--- Set task ---
Turn every line of the rows below into a numbered list, leaving out any blank lines.
--- Start Extracted material ---
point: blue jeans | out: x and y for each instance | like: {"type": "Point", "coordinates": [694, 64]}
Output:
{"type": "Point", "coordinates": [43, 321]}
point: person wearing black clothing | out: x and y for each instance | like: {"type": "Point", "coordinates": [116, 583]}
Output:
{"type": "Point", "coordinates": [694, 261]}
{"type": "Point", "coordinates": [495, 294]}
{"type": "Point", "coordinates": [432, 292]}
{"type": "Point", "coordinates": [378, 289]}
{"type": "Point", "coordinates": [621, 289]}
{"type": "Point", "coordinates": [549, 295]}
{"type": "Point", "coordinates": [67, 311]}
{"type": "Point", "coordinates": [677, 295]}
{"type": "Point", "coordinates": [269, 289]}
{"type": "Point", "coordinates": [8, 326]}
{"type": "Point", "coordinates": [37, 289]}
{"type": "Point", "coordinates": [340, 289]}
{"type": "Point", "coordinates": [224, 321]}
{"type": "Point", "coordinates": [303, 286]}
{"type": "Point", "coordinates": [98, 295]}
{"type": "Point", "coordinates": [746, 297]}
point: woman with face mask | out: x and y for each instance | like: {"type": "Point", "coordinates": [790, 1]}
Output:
--- End Extracted material ---
--- Written solution ---
1. point: blue jeans | out: x and y for each instance | like: {"type": "Point", "coordinates": [694, 64]}
2. Output:
3. {"type": "Point", "coordinates": [43, 321]}
4. point: person wearing black clothing | out: x and y for each instance | like: {"type": "Point", "coordinates": [116, 583]}
5. Output:
6. {"type": "Point", "coordinates": [694, 261]}
7. {"type": "Point", "coordinates": [495, 294]}
8. {"type": "Point", "coordinates": [432, 292]}
9. {"type": "Point", "coordinates": [378, 289]}
10. {"type": "Point", "coordinates": [621, 289]}
11. {"type": "Point", "coordinates": [549, 295]}
12. {"type": "Point", "coordinates": [67, 311]}
13. {"type": "Point", "coordinates": [677, 295]}
14. {"type": "Point", "coordinates": [269, 289]}
15. {"type": "Point", "coordinates": [8, 326]}
16. {"type": "Point", "coordinates": [37, 289]}
17. {"type": "Point", "coordinates": [340, 289]}
18. {"type": "Point", "coordinates": [224, 321]}
19. {"type": "Point", "coordinates": [303, 286]}
20. {"type": "Point", "coordinates": [98, 295]}
21. {"type": "Point", "coordinates": [746, 297]}
22. point: woman with face mask | out: x and y for each instance | like: {"type": "Point", "coordinates": [790, 1]}
23. Output:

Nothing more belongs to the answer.